▶ **Dataset records**:
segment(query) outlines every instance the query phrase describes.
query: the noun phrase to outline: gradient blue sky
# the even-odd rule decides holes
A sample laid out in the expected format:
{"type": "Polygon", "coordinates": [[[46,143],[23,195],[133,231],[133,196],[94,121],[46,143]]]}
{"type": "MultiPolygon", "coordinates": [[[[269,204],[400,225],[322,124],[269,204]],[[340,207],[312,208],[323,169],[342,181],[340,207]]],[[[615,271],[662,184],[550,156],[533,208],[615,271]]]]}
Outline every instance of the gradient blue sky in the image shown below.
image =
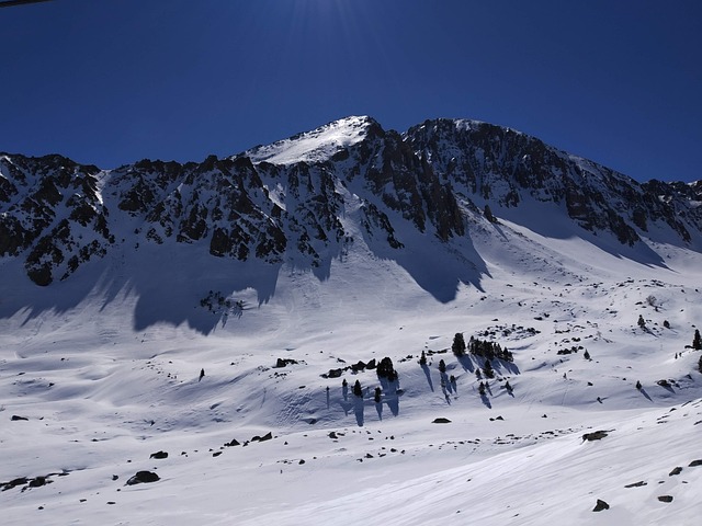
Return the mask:
{"type": "Polygon", "coordinates": [[[702,179],[697,0],[55,0],[0,9],[0,151],[115,168],[462,117],[702,179]]]}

▶ **AIM OF THE TASK**:
Pick out each line of the material above that contains the string "coordinates", and copy those lines.

▶ **RESPONSE TO THE TASK**:
{"type": "Polygon", "coordinates": [[[46,143],[23,195],[133,231],[133,196],[94,121],[46,143]]]}
{"type": "MultiPolygon", "coordinates": [[[[269,204],[400,225],[322,124],[269,204]],[[340,207],[312,208],[323,169],[342,181],[340,207]]],[[[615,271],[662,184],[550,156],[533,208],[615,271]]]]}
{"type": "Polygon", "coordinates": [[[702,179],[697,0],[55,0],[0,9],[0,151],[115,168],[462,117],[702,179]]]}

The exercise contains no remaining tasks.